*DOCUMENT EXCERPT*
Dr. Joseph L. Graves Lecture

Dr. JOSEPH L. GRAVES, JR.

Smashing Agassiz's Boulder: Debunking Biological Conceptions of Race Beyond the Millennium

January 11, 2018

Lecture   -   4:30 PM – 5:30 PM   -   Haldeman Center, Rm 041

Dinner/Reception   -   5:45 - 7 PM   -   Kemeny Hall, Math Lounge

Free and Open to the Public

“In the late nineteenth century, Charles Darwin proposed that all humans share a common ancestor and that evolution likely began in Africa. He expected controversy over his revolutionary idea, even suggesting that Harvard professor Louis Agassiz might “throw a boulder” at him. Today, 157 years after On the Origin of Species was published, evolutionary biology has “smashed” Agassiz’s boulder and confirmed that modern humans can all trace their ancestry to Africa. Joseph Graves will discuss accepted scientific facts on human ancestry and consider why these facts are difficult to communicate in our society.”

Dr. Joseph Graves, Jr. is Associate Dean for Research and Professor of Biological Sciences in the Joint School of Nanoscience and Nanoengineering at North Carolina A&T State University and UNC Greensboro. He received his Ph.D. in Environmental, Evolutionary and Systematic Biology from Wayne State University in 1988, making him the first African American evolutionary biologist in the United States.  He is a Fellow of the Council of the American Association for the Advancement of Science (AAAS), a prestigious honor bestowed by his peers, and the recipient of numerous awards and research grants, including from the National Institutes of Health (NIH) and National Science Foundation (NSF). Dr. Graves was also selected as one of the “Sensational Sixty” for the 60-year commemoration of the NSF Graduate Research Fellowship Award, and he is the winner of the 2017 Black Engineer of the Year (BEYA) Innovation Award.

(Saved entries)

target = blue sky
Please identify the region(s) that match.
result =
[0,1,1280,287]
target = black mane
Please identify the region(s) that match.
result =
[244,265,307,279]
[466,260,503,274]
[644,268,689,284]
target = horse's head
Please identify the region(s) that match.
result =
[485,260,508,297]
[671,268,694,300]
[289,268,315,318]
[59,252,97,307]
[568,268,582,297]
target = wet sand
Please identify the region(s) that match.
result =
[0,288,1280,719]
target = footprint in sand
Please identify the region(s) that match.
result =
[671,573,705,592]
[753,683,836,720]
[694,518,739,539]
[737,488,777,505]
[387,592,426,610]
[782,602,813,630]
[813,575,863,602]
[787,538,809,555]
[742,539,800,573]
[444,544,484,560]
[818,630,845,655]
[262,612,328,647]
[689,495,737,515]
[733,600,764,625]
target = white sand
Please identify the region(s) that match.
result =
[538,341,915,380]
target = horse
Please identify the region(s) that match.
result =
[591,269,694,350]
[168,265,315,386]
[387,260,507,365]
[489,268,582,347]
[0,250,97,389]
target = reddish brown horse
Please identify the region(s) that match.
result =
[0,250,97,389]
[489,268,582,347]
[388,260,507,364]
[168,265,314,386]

*WHAT IS NEEDED*
Name every university that the lecture announcement mentions.

*EXERCISE OUTPUT*
Harvard
North Carolina A&T State University
UNC Greensboro
Wayne State University